• [Aim of the exercise]: Reproduce the stretch of entries from the line containing "Each instance receives one keypoint. Mark the small" through the end of the entries, keeping every request and scaling each pixel coordinate in the answers by 1.55, rounded to whole numbers with halves rounded up. Give only this stretch and leave out the pictures.

* START *

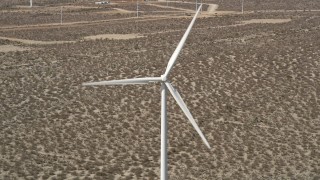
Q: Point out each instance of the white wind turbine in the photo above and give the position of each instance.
(165, 84)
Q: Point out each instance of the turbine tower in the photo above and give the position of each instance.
(165, 86)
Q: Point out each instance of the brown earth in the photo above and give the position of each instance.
(253, 88)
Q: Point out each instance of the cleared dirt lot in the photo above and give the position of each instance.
(253, 87)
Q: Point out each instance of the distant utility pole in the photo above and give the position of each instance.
(242, 6)
(196, 5)
(61, 15)
(137, 8)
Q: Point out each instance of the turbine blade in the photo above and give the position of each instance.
(175, 54)
(124, 81)
(186, 111)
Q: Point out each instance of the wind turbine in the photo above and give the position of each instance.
(165, 86)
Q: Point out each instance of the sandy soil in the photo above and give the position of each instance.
(113, 36)
(8, 48)
(254, 90)
(272, 21)
(33, 42)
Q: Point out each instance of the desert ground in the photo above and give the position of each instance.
(251, 80)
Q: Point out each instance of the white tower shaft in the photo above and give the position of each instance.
(164, 129)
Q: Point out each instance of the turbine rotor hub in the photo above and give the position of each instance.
(163, 78)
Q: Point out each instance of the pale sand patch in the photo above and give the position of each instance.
(27, 41)
(113, 36)
(8, 48)
(273, 21)
(212, 8)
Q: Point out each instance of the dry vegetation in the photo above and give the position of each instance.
(254, 89)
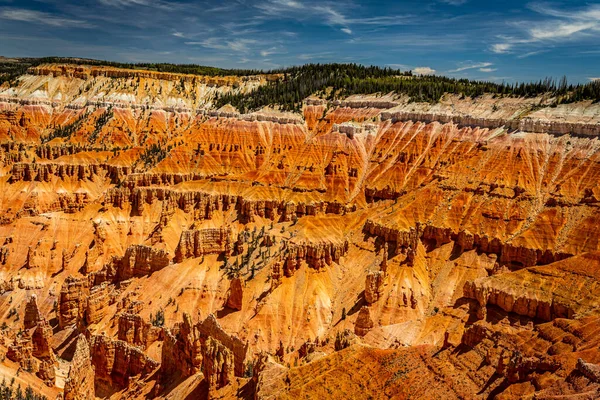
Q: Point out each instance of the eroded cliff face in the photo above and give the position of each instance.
(161, 247)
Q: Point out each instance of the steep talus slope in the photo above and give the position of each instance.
(370, 247)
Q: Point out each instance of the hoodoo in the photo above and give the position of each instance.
(325, 231)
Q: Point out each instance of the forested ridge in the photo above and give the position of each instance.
(334, 81)
(344, 80)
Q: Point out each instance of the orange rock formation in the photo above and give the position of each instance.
(369, 247)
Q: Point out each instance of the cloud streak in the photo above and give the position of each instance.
(39, 17)
(556, 26)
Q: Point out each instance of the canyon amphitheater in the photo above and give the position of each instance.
(155, 246)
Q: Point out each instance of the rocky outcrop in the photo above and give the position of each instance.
(195, 243)
(45, 172)
(182, 350)
(316, 254)
(79, 384)
(374, 286)
(97, 303)
(236, 294)
(541, 292)
(344, 339)
(363, 323)
(32, 313)
(136, 331)
(405, 240)
(589, 370)
(138, 260)
(217, 363)
(210, 328)
(115, 361)
(72, 301)
(523, 125)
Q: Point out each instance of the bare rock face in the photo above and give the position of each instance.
(72, 301)
(210, 328)
(589, 370)
(276, 275)
(32, 313)
(344, 339)
(21, 352)
(316, 254)
(182, 350)
(373, 286)
(97, 303)
(217, 363)
(236, 294)
(542, 292)
(136, 331)
(115, 361)
(79, 384)
(363, 323)
(41, 342)
(138, 260)
(194, 243)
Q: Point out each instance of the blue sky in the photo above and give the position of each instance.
(493, 40)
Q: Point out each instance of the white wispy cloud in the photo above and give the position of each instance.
(164, 5)
(531, 53)
(39, 17)
(557, 26)
(328, 13)
(454, 2)
(237, 45)
(424, 71)
(502, 48)
(470, 65)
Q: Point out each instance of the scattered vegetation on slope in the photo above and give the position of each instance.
(337, 80)
(348, 79)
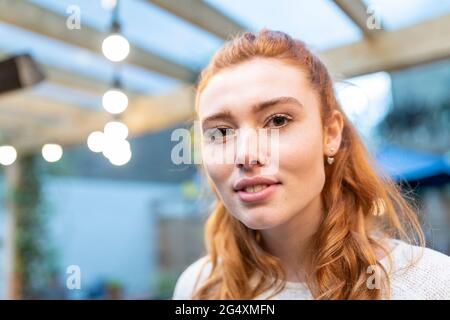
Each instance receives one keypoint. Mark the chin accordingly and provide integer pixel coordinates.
(258, 220)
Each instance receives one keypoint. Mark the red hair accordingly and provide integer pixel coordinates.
(362, 208)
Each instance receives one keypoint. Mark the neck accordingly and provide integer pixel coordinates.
(291, 241)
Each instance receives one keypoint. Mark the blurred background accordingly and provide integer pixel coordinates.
(91, 204)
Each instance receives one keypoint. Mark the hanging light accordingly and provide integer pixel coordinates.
(96, 141)
(118, 152)
(8, 155)
(115, 47)
(52, 152)
(115, 101)
(116, 130)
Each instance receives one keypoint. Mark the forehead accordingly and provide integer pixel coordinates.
(251, 82)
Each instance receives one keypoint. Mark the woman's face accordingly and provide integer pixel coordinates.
(268, 181)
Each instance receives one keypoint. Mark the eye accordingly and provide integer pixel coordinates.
(278, 120)
(220, 134)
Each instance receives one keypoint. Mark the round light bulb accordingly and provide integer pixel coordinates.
(115, 47)
(96, 141)
(116, 130)
(8, 155)
(115, 101)
(118, 152)
(52, 152)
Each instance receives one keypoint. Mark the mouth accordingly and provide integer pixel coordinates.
(256, 189)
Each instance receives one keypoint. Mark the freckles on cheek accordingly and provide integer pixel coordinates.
(301, 153)
(219, 173)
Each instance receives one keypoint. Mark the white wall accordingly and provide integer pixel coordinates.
(105, 227)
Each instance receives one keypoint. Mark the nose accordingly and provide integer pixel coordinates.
(248, 153)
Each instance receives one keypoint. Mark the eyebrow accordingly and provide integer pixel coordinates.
(226, 115)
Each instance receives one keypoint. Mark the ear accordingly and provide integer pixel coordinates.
(333, 133)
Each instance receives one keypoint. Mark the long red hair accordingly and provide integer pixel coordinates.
(362, 207)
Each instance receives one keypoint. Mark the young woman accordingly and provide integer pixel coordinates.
(312, 220)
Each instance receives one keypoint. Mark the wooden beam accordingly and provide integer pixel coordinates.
(202, 15)
(31, 121)
(74, 80)
(387, 51)
(356, 10)
(36, 19)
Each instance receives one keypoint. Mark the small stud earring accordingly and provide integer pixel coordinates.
(330, 159)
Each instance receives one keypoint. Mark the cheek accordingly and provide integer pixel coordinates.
(219, 173)
(301, 157)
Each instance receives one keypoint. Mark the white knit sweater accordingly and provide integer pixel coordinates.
(416, 273)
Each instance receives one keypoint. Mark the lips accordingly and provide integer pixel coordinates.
(255, 189)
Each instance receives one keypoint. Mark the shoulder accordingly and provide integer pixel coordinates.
(191, 277)
(419, 273)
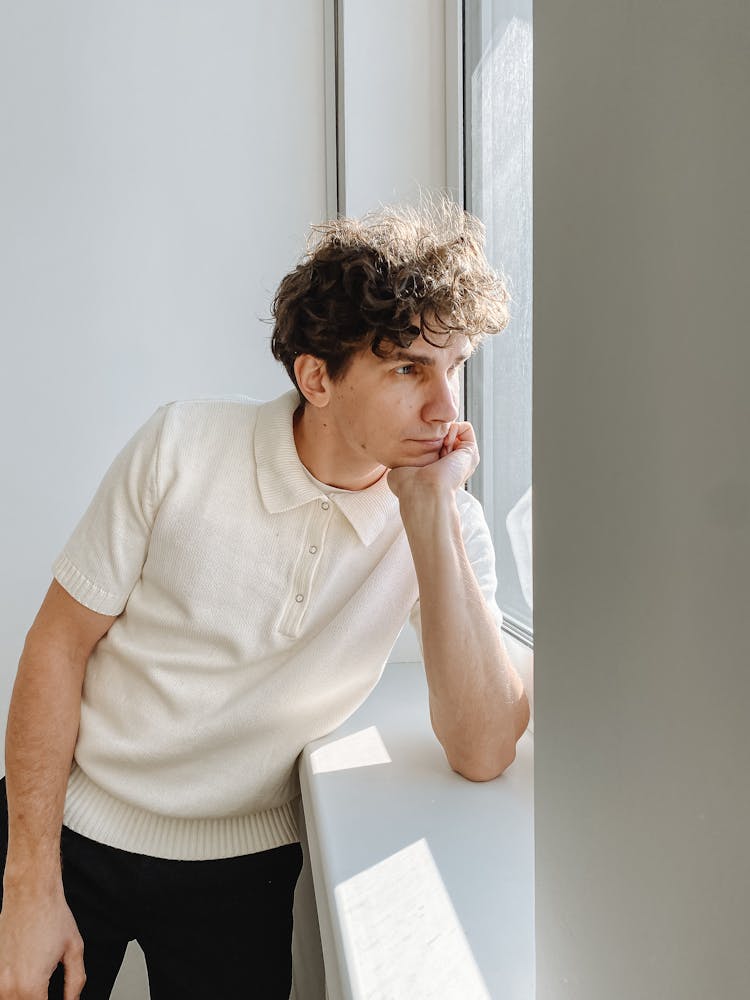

* END *

• [The solution]:
Each instance receives one keypoint. Mark the small stud earring accordingly and provide integer pixel coordinates.
(512, 246)
Each instance receives one keypoint. Mark the cheek accordingly and provide integer pixel coordinates.
(339, 268)
(467, 243)
Each instance receives one keypoint. Mark the white knit sweater accordingly and provide integer pixel coordinates.
(645, 423)
Each instance receives one keypoint. Mark the lips accordingly and provide integer pixel coordinates.
(395, 293)
Each instance receives one keypoint. Mark the shoulder accordingly and provide integer pixel coordinates.
(296, 429)
(649, 423)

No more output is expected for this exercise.